Source records
◇ ◇ ◇ ◇ ◇
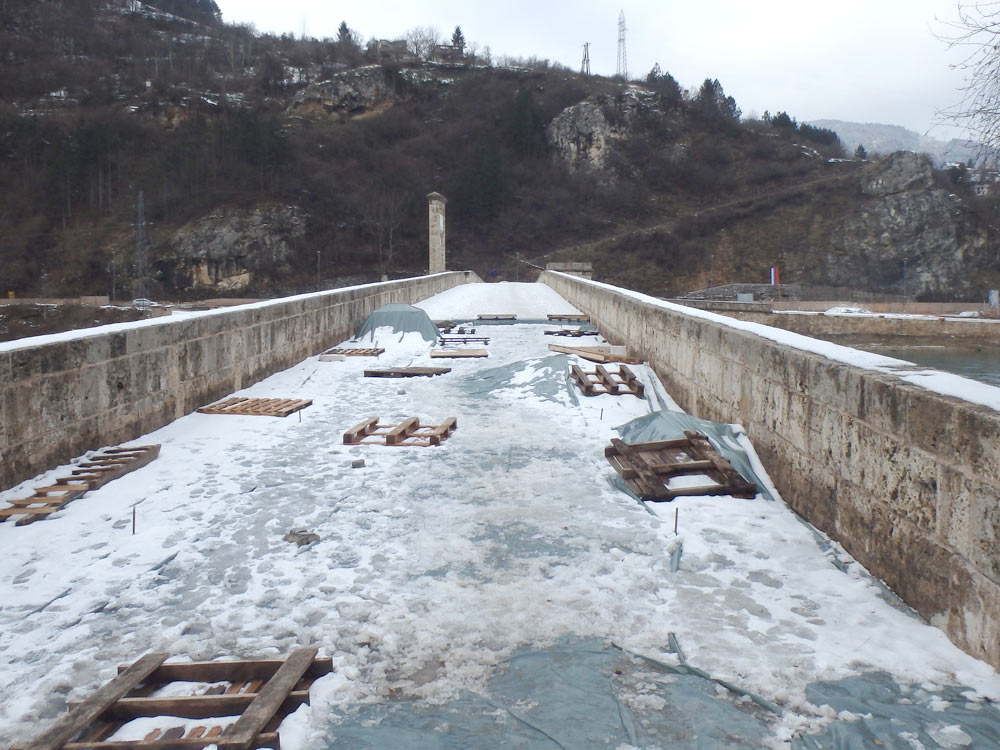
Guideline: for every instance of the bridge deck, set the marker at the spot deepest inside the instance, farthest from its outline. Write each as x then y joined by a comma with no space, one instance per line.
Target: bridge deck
443,574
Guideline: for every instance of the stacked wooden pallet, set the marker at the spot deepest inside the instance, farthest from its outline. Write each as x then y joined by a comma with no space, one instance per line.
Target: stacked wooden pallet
257,407
409,432
573,332
458,353
260,693
576,318
647,468
407,372
106,466
600,354
355,352
449,340
602,381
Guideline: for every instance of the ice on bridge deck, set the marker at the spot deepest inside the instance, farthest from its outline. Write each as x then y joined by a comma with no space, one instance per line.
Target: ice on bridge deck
496,590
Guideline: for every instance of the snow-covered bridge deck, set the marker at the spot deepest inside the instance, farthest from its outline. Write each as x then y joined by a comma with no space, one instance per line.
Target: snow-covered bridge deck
437,566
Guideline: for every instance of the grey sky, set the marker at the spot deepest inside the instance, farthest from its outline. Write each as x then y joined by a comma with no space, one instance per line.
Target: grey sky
866,61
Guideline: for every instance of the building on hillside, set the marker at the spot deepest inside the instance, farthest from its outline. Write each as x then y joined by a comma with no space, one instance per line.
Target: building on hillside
394,50
449,54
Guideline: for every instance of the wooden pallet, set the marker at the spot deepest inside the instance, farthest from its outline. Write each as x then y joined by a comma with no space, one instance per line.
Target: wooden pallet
600,354
90,474
409,432
573,332
261,693
257,407
602,381
648,467
578,318
458,353
447,326
407,372
355,352
447,340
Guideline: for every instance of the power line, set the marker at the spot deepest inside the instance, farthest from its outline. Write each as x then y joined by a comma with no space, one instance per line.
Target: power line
622,71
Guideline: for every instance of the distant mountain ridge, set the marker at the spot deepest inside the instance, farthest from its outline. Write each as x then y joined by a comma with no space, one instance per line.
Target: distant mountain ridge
883,139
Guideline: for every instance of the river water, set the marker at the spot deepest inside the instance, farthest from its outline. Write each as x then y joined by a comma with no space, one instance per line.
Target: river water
980,362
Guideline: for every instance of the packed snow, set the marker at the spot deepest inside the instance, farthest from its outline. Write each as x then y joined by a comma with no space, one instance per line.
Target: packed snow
436,565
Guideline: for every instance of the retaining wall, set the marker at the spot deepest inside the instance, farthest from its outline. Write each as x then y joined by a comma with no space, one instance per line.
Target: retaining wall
61,399
906,479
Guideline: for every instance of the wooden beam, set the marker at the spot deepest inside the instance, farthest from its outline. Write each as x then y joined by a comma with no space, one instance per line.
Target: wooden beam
77,719
243,733
195,706
269,740
360,430
400,432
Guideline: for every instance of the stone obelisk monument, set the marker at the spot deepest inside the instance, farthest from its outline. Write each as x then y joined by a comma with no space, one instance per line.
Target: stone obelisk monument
435,218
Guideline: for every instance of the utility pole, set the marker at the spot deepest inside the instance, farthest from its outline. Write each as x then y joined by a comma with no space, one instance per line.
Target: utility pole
141,258
622,71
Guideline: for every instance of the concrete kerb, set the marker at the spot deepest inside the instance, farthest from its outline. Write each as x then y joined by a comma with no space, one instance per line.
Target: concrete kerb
905,478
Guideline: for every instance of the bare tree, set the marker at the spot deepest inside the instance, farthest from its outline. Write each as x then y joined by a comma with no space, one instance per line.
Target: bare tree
421,41
382,212
977,34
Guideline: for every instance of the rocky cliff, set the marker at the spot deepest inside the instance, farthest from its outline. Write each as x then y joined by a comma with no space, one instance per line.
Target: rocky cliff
905,234
231,249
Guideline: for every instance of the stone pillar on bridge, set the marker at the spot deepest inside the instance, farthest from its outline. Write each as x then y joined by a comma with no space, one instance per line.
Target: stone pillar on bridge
435,211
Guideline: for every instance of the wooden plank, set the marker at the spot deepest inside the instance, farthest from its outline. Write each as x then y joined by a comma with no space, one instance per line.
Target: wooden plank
445,340
458,353
268,701
348,352
357,433
269,739
252,407
43,510
407,372
401,431
442,431
88,711
229,671
609,383
66,489
194,706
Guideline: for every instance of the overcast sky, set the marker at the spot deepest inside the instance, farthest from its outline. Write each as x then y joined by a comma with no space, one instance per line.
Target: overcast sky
872,61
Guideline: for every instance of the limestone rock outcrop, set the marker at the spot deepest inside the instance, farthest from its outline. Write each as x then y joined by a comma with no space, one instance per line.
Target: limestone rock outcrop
349,93
586,134
903,235
903,170
222,250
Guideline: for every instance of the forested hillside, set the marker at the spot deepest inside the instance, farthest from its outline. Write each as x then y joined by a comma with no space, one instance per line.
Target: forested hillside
152,149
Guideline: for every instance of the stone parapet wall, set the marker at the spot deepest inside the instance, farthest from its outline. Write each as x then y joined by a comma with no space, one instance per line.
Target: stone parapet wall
908,480
93,389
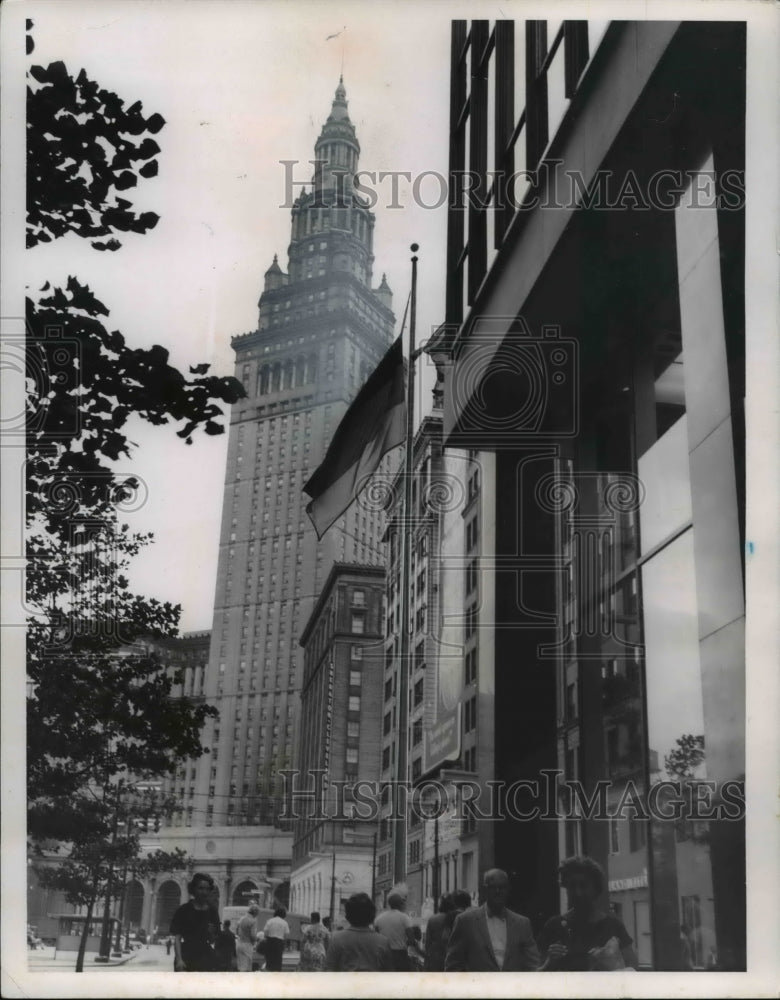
◇ ◇ ◇ ◇ ◇
What you should do:
Filter the items above and list every line that contains the word "power", treating uppercase and lowercase as distinct.

Task answer:
Guideline: for every instance of the power line, set the marker at the spot deepest inside the instance, farthest from its outline. Write each as x then y joined by a comma with no space, one instance per line.
Target: power line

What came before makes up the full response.